Task statement »
Below is a listing to transcribe in full and exactly; keep the pictures out.

------------

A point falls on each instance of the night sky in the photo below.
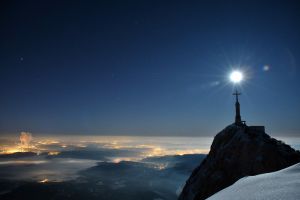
(148, 67)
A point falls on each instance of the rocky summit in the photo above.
(236, 152)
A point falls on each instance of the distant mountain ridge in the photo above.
(236, 152)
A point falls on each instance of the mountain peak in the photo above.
(236, 152)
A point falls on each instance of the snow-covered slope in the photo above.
(283, 184)
(237, 152)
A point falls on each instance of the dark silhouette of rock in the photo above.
(236, 152)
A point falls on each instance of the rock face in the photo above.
(237, 152)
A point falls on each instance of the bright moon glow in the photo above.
(236, 76)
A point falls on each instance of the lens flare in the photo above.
(236, 76)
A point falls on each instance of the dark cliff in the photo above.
(237, 152)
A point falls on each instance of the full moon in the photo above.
(236, 76)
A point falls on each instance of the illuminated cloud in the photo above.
(25, 139)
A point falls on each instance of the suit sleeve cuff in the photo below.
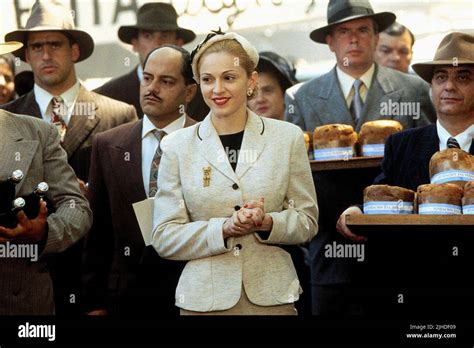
(215, 238)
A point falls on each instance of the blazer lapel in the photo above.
(252, 143)
(380, 88)
(81, 125)
(17, 154)
(126, 157)
(212, 150)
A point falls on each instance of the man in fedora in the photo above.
(32, 146)
(408, 153)
(52, 46)
(156, 25)
(355, 91)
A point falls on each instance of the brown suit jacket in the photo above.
(108, 114)
(115, 279)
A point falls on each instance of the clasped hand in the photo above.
(248, 219)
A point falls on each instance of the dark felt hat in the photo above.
(52, 16)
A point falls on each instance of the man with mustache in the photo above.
(59, 98)
(135, 281)
(352, 93)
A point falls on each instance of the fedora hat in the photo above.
(340, 11)
(280, 65)
(52, 16)
(7, 47)
(455, 49)
(156, 16)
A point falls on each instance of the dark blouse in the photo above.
(232, 144)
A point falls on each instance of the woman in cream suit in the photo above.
(231, 189)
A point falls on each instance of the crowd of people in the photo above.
(215, 138)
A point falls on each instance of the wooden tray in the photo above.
(364, 224)
(351, 163)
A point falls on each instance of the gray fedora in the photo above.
(7, 47)
(340, 11)
(52, 16)
(456, 49)
(155, 16)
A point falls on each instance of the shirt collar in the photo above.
(43, 97)
(140, 73)
(346, 81)
(148, 126)
(464, 139)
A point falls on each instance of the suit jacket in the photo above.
(188, 216)
(32, 146)
(320, 101)
(111, 277)
(126, 88)
(108, 113)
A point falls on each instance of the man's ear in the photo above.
(76, 52)
(190, 92)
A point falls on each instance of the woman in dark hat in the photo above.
(275, 75)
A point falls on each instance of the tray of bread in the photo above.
(447, 201)
(338, 146)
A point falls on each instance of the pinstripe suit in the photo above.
(33, 146)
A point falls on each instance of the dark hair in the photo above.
(186, 69)
(9, 60)
(397, 29)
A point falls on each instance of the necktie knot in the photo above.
(453, 143)
(357, 104)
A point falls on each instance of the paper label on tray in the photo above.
(468, 209)
(439, 208)
(333, 153)
(452, 175)
(373, 149)
(388, 208)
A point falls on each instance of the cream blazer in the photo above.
(188, 216)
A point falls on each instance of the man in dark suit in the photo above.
(59, 98)
(408, 153)
(355, 91)
(156, 25)
(33, 147)
(123, 277)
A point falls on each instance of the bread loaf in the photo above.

------------

Solution for this problem »
A point falls on each instance of the night sky in the photo below.
(148, 67)
A point falls on each instance of the rocky summit in the photo above.
(236, 152)
A point falls on each instance of the distant mountain ridge in the photo above.
(236, 152)
A point falls on each instance of the mountain peak in the photo above.
(236, 152)
A point falls on each instance of the snow-covered slope in the photo above.
(283, 184)
(237, 152)
A point falls on each instance of the dark silhouette of rock in the photo above.
(236, 152)
A point falls on each instance of the rock face in the photo above.
(237, 152)
A point falls on each instance of the bright moon glow in the photo above.
(236, 76)
A point falls on each instance of the lens flare in the photo above.
(236, 76)
A point falls on each instance of the dark cliff in the photo above.
(237, 152)
A point falls on each instance of the full moon in the photo above.
(236, 76)
A point falls on each instance of the illuminated cloud in the photo above.
(25, 139)
A point falls on each instance of the suit sleeve cuff in the photo below.
(215, 238)
A point falls on each instance of the blazer lapel in the photo above.
(252, 143)
(380, 88)
(81, 125)
(17, 154)
(126, 157)
(212, 150)
A point falls on each instance of the man in fedora in the photo above.
(32, 146)
(408, 153)
(52, 46)
(156, 25)
(355, 91)
A point falls on each instance of the brown suit jacket in the photo above.
(108, 114)
(115, 279)
A point falls on each instance of the clasped hand in the photo above.
(248, 219)
A point falls on each instance of the dark felt hat in the photo above.
(52, 16)
A point falls on each instance of the man with mustache in the photo above.
(59, 98)
(135, 281)
(352, 93)
A point falls on each instance of the fedora hat in the photo above.
(340, 11)
(280, 65)
(52, 16)
(7, 47)
(455, 49)
(156, 16)
A point falls on each instance of the dark blouse in the photo above.
(232, 144)
A point falls on each instance of the woman in cream suit in the photo above.
(231, 189)
A point falls on each instance of the crowd of people in the photo above.
(215, 138)
A point falls on each instance of the wooden tray in the photo above.
(364, 224)
(351, 163)
A point falls on each instance of the gray fedora in the photo above.
(7, 47)
(340, 11)
(52, 16)
(456, 49)
(155, 16)
A point falls on each instance of the shirt collar in the photo above.
(43, 97)
(140, 73)
(346, 81)
(148, 126)
(464, 139)
A point falls on each instance of the suit jacket in the photo above.
(188, 216)
(32, 146)
(320, 101)
(111, 277)
(126, 88)
(108, 113)
A point falls on each instance of the man's ear in the photo above.
(76, 52)
(190, 92)
A point falls on each instance of the woman in dark hat in the photo above.
(275, 75)
A point falls on each instance of the tray of bread in the photo above.
(447, 201)
(338, 146)
A point falls on each instance of the pinstripe suit in the photo above.
(33, 146)
A point falls on each instance of the dark hair in the photo above.
(186, 69)
(9, 60)
(397, 29)
A point falls on each instance of the necktie knot in the photo above.
(453, 143)
(357, 104)
A point falls on each instance of the paper label on tray in the photo above.
(468, 209)
(439, 208)
(333, 153)
(452, 175)
(373, 149)
(388, 208)
A point falls on each instance of the cream blazer in the photo above.
(188, 216)
A point falls on each instance of the man in dark suit in the photo above.
(59, 98)
(408, 153)
(355, 91)
(156, 25)
(33, 147)
(123, 277)
A point falls on each instance of the bread loaf in the photo above.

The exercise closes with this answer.